_WORK TASK_:
Print the entries verbatim, leaving out the images they contain.
===== DATASET EXCERPTS
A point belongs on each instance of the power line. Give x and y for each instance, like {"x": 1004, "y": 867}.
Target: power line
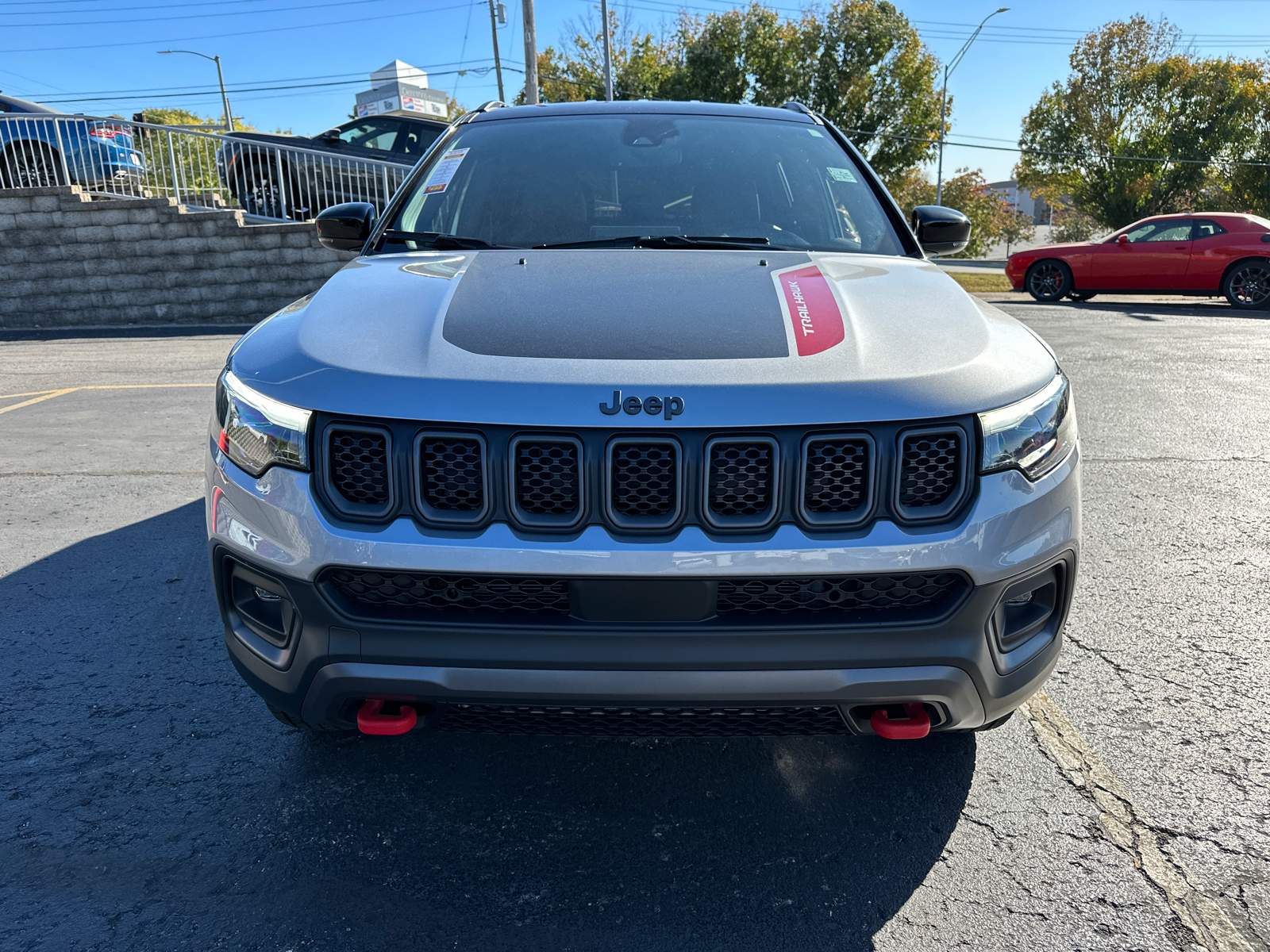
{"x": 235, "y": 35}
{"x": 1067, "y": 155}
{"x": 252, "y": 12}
==========
_RESPONSE AREA_:
A point belongs on each instance of the power line. Give x and y for each instance, like {"x": 1004, "y": 867}.
Target: power line
{"x": 235, "y": 35}
{"x": 1067, "y": 155}
{"x": 252, "y": 12}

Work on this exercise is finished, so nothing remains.